(Collected data)

○ ○ ○

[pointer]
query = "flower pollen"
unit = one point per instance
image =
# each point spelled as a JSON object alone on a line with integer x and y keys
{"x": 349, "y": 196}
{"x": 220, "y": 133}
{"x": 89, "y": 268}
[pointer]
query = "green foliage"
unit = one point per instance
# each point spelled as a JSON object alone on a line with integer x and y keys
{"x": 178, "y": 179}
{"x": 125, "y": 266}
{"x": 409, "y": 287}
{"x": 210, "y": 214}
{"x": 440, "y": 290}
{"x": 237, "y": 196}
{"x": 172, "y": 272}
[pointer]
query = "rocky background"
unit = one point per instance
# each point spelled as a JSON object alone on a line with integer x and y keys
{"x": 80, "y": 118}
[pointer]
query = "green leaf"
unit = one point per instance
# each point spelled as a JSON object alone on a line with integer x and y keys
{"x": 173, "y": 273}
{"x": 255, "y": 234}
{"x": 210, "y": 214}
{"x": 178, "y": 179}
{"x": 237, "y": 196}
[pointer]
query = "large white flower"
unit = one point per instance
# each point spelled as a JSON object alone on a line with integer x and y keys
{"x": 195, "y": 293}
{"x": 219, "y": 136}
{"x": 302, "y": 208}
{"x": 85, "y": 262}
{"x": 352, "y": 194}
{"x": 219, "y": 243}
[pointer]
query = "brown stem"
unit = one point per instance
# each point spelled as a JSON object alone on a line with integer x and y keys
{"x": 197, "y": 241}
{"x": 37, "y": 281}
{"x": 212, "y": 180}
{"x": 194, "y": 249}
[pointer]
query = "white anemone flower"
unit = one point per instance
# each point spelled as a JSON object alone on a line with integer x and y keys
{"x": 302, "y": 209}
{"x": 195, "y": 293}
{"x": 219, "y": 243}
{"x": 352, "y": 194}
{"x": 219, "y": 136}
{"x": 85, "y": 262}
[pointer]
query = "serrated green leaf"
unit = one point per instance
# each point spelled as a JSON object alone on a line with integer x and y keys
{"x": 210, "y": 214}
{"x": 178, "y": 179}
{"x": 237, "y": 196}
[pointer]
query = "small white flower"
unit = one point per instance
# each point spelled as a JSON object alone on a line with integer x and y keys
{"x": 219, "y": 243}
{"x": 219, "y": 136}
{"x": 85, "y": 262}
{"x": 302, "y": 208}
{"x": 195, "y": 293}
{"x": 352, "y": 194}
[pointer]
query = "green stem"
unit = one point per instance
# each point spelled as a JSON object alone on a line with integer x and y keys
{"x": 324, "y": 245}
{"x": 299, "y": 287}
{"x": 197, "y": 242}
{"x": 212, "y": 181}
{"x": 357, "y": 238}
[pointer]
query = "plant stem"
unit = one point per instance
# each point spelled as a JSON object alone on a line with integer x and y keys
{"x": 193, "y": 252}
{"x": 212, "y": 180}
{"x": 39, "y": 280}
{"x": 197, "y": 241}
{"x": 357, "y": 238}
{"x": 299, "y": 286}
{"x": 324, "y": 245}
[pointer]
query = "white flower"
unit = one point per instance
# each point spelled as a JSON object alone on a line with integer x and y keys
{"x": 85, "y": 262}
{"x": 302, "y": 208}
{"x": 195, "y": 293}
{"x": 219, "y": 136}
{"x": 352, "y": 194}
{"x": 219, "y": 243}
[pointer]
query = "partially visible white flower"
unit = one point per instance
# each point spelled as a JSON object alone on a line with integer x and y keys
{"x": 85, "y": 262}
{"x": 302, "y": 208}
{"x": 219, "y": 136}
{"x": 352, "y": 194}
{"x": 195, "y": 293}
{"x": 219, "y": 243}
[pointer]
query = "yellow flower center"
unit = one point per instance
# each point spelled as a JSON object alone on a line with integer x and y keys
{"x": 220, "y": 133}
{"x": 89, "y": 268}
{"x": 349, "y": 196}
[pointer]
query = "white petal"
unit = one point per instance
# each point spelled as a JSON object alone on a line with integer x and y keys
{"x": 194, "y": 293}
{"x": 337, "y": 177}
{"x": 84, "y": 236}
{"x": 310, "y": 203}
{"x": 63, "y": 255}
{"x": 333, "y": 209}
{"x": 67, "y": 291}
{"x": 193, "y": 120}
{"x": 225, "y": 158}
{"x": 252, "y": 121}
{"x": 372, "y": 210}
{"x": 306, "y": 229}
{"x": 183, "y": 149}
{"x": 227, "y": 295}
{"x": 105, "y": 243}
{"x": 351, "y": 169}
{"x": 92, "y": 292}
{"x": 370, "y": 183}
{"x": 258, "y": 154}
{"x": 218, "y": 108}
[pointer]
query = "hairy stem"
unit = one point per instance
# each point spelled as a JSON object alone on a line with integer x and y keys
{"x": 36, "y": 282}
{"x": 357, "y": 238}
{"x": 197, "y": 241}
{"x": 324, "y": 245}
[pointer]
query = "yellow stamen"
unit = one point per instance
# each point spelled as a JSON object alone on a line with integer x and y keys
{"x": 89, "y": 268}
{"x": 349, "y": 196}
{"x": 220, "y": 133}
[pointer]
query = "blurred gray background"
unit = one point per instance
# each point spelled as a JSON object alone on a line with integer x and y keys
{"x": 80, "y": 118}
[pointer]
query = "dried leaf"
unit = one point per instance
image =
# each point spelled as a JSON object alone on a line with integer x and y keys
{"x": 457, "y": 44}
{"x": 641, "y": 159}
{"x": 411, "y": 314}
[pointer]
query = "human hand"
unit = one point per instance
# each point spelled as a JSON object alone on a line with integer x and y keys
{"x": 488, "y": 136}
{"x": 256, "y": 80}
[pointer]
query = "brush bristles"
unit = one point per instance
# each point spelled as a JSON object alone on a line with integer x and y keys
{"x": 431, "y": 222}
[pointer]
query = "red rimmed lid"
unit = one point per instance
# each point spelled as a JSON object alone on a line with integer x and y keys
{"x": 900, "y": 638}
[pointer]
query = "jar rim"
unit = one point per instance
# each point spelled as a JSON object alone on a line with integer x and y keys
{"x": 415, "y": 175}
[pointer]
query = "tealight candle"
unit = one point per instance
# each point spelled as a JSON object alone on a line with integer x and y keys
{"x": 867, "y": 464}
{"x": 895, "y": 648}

○ ○ ○

- _Activity_
Within the entries above, find each line where "leaf" appears; copy every one.

- _Response to this task_
query = "green leaf"
query = "serrated green leaf"
query = "dried leaf"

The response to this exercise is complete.